▶ _TEXT EXTRACT_
-=-=-

I truly feel just like you about Michael also - I know this is gonna sound weird, but I always felt like he was never gonna physically die, like he'd outlive us all like some machine from the future.

But you know, life is often unfair, especially death.
The best thing we can do is reflect on it at all strive to live our lives to the fullest while we still have life.
We just borrow time in this zone called "life", whatever happens after "life" is the true life it self as it's probably the destination where we'll live eternally. (at least this is what I tell myself).

"We lose the people we love and care about the most in order start our life fresh, with a brand new start"
- Mike Tyson

Again, my condolences about your dog - it will take some time but you'll bounce back.
Just for now think about that 12-13 years is a pretty fulfilled life for a dog, where she had a home with people that loved her.
I had to suddenly put my dog that was in great pain to sleep when she was 8 years old - and I'm afraid my 13 year old dog that I have now doesn't have a long time left.
My parents are starting to get old also - and I think of things like this to not take it for granted, that is what I want y'all out there to think when you read this.

-=-=-

Source records:
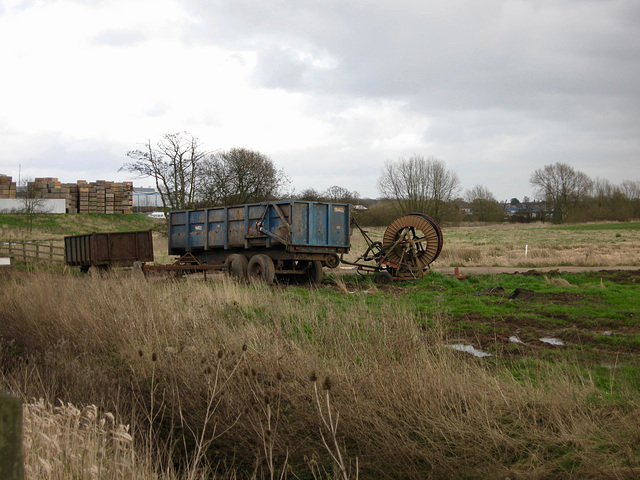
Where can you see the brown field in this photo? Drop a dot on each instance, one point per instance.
(528, 245)
(182, 379)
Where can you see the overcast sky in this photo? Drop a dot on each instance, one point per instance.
(329, 89)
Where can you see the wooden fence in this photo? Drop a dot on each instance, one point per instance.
(32, 251)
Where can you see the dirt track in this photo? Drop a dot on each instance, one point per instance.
(499, 270)
(510, 270)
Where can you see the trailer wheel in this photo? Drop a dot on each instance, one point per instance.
(237, 266)
(261, 269)
(332, 260)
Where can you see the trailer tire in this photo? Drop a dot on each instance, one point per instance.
(237, 266)
(261, 269)
(332, 260)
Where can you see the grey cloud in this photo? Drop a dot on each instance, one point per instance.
(523, 83)
(279, 68)
(119, 38)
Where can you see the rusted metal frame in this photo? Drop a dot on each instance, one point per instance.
(187, 258)
(175, 267)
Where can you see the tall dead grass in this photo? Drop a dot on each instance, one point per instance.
(258, 382)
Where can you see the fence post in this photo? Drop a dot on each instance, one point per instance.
(11, 466)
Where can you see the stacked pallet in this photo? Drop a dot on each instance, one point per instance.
(72, 197)
(105, 197)
(52, 188)
(83, 196)
(7, 187)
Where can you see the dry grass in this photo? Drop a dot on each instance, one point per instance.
(259, 382)
(68, 442)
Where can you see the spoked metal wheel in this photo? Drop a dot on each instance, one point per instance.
(412, 242)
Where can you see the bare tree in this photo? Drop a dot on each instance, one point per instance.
(338, 194)
(239, 176)
(310, 194)
(484, 205)
(562, 187)
(419, 184)
(174, 164)
(31, 200)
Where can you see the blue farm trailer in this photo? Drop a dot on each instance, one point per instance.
(288, 239)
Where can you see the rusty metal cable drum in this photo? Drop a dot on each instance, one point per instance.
(413, 238)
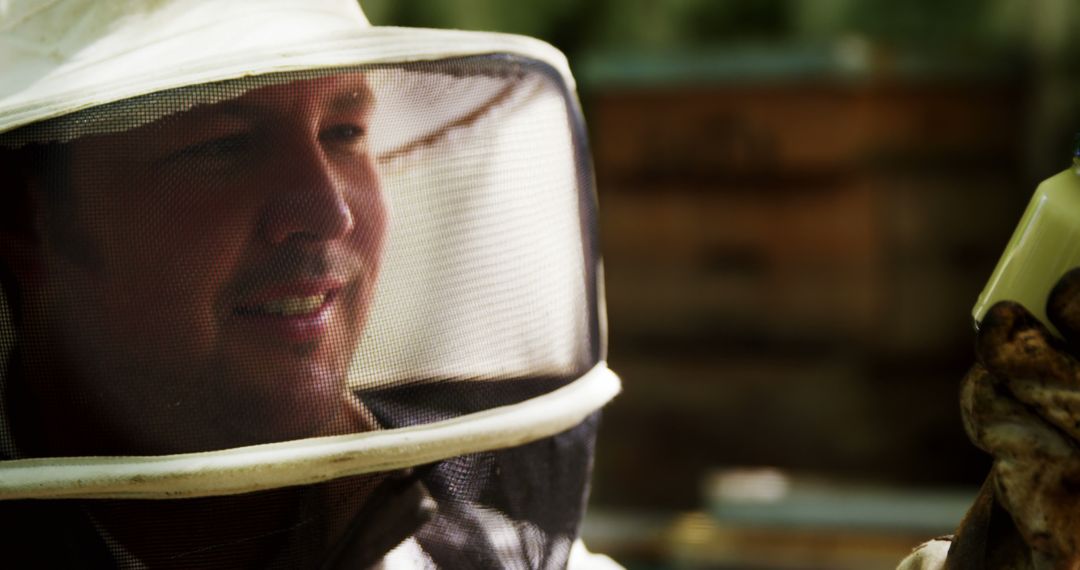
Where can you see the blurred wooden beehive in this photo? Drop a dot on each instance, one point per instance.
(805, 246)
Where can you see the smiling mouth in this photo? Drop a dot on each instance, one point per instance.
(293, 306)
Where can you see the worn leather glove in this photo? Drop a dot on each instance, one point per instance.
(1022, 405)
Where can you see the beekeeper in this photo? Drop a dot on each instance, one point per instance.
(285, 289)
(1021, 404)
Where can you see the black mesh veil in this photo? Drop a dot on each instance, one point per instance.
(393, 261)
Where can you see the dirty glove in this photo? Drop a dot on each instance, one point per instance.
(1022, 405)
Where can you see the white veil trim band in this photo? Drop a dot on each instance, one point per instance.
(308, 461)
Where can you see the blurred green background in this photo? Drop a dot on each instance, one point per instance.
(800, 201)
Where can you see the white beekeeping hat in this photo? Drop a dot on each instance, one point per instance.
(286, 289)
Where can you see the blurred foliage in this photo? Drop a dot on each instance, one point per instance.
(622, 25)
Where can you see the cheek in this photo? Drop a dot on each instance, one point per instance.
(167, 261)
(369, 213)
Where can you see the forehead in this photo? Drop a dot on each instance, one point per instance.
(346, 92)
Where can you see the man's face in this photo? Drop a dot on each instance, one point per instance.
(205, 284)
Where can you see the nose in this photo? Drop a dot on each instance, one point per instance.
(310, 203)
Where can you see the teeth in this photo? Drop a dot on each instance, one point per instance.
(292, 306)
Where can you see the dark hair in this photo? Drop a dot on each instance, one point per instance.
(22, 171)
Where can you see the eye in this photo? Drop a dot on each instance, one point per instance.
(343, 134)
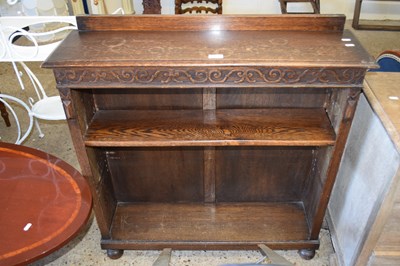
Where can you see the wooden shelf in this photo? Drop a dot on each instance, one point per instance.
(225, 225)
(224, 127)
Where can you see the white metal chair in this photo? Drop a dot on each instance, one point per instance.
(41, 106)
(20, 137)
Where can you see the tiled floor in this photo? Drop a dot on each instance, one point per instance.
(85, 249)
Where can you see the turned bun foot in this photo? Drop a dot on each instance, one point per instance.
(115, 253)
(307, 254)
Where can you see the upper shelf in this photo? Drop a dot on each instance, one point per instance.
(223, 127)
(210, 41)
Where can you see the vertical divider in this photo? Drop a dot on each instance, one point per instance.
(209, 103)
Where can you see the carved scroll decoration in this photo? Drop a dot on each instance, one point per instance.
(216, 76)
(151, 7)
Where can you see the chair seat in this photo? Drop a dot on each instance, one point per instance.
(49, 108)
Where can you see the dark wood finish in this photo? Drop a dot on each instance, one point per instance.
(164, 258)
(214, 6)
(188, 225)
(315, 4)
(307, 254)
(249, 174)
(209, 23)
(246, 127)
(191, 152)
(356, 19)
(45, 202)
(151, 7)
(115, 253)
(4, 114)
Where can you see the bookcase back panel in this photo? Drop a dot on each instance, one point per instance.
(262, 173)
(155, 99)
(157, 174)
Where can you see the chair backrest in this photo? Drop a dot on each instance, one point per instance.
(20, 138)
(197, 6)
(39, 44)
(32, 38)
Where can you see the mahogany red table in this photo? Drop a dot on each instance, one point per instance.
(44, 204)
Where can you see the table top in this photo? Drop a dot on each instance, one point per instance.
(45, 202)
(383, 93)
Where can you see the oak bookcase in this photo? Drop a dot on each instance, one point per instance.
(210, 132)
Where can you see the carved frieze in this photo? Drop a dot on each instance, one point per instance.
(222, 76)
(151, 7)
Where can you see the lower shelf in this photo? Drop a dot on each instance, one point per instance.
(209, 226)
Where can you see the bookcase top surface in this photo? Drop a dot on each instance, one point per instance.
(213, 44)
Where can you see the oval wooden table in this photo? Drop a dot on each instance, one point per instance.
(44, 204)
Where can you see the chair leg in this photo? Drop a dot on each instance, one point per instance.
(356, 17)
(4, 114)
(41, 135)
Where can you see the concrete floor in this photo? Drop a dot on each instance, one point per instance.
(85, 249)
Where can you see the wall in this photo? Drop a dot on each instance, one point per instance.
(370, 10)
(369, 163)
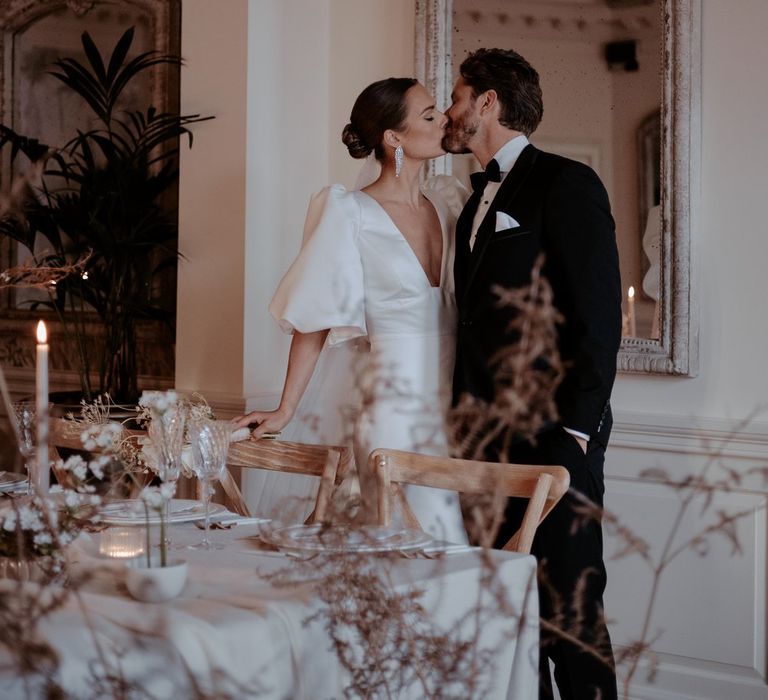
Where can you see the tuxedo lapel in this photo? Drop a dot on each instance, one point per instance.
(463, 253)
(505, 195)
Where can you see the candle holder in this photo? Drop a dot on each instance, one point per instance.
(122, 542)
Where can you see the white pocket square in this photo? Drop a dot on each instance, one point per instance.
(504, 221)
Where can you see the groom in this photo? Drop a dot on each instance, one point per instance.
(529, 202)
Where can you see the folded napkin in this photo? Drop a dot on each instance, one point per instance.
(504, 221)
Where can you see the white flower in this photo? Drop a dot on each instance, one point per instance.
(153, 497)
(71, 499)
(42, 538)
(30, 519)
(159, 401)
(150, 455)
(97, 465)
(104, 437)
(9, 520)
(77, 466)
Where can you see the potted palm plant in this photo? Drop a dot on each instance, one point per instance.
(98, 209)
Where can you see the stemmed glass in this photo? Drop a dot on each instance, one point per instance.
(166, 431)
(210, 443)
(26, 421)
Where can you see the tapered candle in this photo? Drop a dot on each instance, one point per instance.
(631, 312)
(42, 468)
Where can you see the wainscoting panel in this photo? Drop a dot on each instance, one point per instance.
(707, 614)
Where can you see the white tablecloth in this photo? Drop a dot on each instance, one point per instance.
(232, 631)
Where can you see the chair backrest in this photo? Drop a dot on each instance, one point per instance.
(542, 485)
(328, 462)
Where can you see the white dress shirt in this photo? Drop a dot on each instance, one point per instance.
(506, 157)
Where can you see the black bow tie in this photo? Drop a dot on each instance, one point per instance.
(490, 174)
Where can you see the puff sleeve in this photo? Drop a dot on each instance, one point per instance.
(323, 288)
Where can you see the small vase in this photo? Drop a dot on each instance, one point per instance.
(155, 584)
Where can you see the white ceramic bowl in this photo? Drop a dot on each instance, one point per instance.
(157, 583)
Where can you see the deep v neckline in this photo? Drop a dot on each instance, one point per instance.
(412, 252)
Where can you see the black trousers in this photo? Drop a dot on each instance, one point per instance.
(571, 570)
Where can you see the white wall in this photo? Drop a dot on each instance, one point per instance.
(306, 61)
(209, 350)
(729, 241)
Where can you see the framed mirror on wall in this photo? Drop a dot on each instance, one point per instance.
(620, 80)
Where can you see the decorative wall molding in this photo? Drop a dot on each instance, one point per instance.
(658, 432)
(543, 19)
(681, 678)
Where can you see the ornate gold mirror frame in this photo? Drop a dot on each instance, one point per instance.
(676, 350)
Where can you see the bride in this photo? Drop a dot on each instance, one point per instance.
(375, 264)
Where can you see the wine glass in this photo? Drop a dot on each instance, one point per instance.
(26, 420)
(166, 431)
(210, 443)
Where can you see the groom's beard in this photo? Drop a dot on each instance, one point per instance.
(459, 133)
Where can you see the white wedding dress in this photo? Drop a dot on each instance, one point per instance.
(357, 275)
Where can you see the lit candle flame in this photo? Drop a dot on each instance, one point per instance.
(42, 334)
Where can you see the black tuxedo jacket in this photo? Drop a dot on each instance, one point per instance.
(563, 211)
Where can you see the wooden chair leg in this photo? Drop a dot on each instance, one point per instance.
(325, 489)
(237, 502)
(409, 519)
(383, 492)
(523, 538)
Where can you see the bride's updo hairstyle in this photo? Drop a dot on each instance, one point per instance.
(379, 107)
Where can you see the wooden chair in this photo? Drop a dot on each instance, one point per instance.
(329, 463)
(542, 485)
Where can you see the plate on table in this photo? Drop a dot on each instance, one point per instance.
(132, 512)
(322, 538)
(11, 482)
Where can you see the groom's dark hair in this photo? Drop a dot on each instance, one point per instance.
(514, 80)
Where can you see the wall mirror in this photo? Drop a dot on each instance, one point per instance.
(621, 93)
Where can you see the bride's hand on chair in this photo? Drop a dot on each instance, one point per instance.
(265, 421)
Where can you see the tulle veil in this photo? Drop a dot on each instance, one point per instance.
(325, 414)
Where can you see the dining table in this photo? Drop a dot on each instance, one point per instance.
(256, 622)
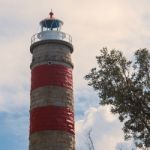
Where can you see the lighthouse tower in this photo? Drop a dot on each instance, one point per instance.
(52, 106)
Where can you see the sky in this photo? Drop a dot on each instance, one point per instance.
(93, 24)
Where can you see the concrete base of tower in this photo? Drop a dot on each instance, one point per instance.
(52, 140)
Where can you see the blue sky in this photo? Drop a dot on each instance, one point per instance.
(120, 24)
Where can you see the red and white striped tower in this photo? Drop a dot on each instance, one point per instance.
(52, 106)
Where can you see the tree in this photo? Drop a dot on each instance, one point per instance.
(125, 86)
(90, 143)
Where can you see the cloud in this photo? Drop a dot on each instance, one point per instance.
(105, 128)
(95, 24)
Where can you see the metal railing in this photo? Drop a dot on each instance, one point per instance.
(51, 35)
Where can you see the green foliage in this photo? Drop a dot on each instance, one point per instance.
(125, 85)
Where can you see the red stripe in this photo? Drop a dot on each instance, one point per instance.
(45, 75)
(51, 118)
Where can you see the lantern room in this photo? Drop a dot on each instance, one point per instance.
(51, 30)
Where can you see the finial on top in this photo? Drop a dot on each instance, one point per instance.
(51, 14)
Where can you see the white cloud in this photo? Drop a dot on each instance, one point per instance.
(105, 129)
(93, 24)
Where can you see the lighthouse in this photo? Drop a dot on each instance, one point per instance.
(51, 96)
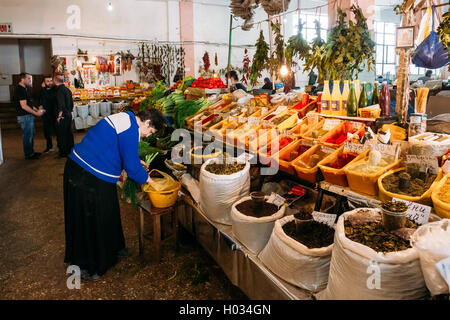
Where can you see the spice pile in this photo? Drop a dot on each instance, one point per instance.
(406, 183)
(444, 193)
(225, 168)
(375, 236)
(257, 209)
(312, 234)
(342, 160)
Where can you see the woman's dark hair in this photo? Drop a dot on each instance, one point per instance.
(232, 74)
(155, 116)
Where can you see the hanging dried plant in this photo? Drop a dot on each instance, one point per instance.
(260, 59)
(297, 47)
(273, 7)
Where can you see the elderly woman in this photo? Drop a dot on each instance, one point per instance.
(94, 236)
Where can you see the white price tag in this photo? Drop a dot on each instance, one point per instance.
(443, 267)
(350, 147)
(385, 149)
(330, 124)
(280, 109)
(327, 149)
(307, 143)
(264, 110)
(446, 167)
(425, 162)
(357, 125)
(418, 213)
(253, 121)
(325, 218)
(276, 199)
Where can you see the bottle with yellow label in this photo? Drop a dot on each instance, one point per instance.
(357, 89)
(326, 99)
(345, 94)
(336, 99)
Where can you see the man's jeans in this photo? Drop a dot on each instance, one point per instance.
(27, 124)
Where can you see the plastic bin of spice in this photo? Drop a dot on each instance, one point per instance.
(306, 126)
(290, 153)
(337, 175)
(366, 183)
(441, 205)
(265, 152)
(307, 167)
(425, 198)
(339, 134)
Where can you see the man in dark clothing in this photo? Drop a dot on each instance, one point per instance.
(47, 103)
(234, 79)
(25, 115)
(64, 107)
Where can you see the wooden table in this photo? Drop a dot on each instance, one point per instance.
(156, 213)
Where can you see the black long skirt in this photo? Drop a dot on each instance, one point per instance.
(93, 227)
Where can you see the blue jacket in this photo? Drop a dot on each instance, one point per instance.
(111, 146)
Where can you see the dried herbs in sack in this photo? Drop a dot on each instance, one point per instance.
(253, 232)
(432, 241)
(293, 261)
(220, 190)
(358, 272)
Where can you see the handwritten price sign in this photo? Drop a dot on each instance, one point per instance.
(418, 213)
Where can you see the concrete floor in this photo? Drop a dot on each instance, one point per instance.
(32, 243)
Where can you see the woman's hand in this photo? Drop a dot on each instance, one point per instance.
(144, 164)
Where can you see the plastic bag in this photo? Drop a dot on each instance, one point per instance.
(294, 262)
(253, 232)
(432, 241)
(430, 53)
(358, 272)
(219, 192)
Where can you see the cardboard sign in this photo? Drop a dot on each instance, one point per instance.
(424, 163)
(418, 213)
(253, 121)
(325, 218)
(330, 124)
(350, 147)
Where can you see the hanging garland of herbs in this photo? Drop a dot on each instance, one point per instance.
(297, 47)
(277, 56)
(444, 31)
(260, 59)
(349, 46)
(245, 68)
(314, 58)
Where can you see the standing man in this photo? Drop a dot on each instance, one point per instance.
(234, 79)
(25, 115)
(47, 103)
(64, 107)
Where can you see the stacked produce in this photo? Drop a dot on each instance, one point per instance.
(208, 83)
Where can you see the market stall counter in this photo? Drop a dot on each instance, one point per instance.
(244, 269)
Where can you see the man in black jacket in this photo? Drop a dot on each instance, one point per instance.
(64, 107)
(48, 103)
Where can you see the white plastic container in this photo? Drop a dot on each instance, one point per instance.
(253, 232)
(83, 111)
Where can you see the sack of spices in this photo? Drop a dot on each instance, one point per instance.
(253, 221)
(293, 261)
(358, 272)
(221, 185)
(432, 241)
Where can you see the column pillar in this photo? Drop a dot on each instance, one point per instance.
(187, 34)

-=-=-

▶ _PROBLEMS TO SOLVE_
A. Write out the entire post about grief and loss above, word for word and with nothing changed.
B. Gather every line from the records that contains the string "hanging".

▶ _ANSWERS TO EACH TASK_
A.
I truly feel just like you about Michael also - I know this is gonna sound weird, but I always felt like he was never gonna physically die, like he'd outlive us all like some machine from the future.

But you know, life is often unfair, especially death.
The best thing we can do is reflect on it at all strive to live our lives to the fullest while we still have life.
We just borrow time in this zone called "life", whatever happens after "life" is the true life it self as it's probably the destination where we'll live eternally. (at least this is what I tell myself).

"We lose the people we love and care about the most in order start our life fresh, with a brand new start"
- Mike Tyson

Again, my condolences about your dog - it will take some time but you'll bounce back.
Just for now think about that 12-13 years is a pretty fulfilled life for a dog, where she had a home with people that loved her.
I had to suddenly put my dog that was in great pain to sleep when she was 8 years old - and I'm afraid my 13 year old dog that I have now doesn't have a long time left.
My parents are starting to get old also - and I think of things like this to not take it for granted, that is what I want y'all out there to think when you read this.

B.
Where can you see the hanging dried plant in this photo? Drop a dot on each instance, one point per instance.
Where can you see the hanging garland of herbs in this photo? Drop a dot on each instance, one point per instance.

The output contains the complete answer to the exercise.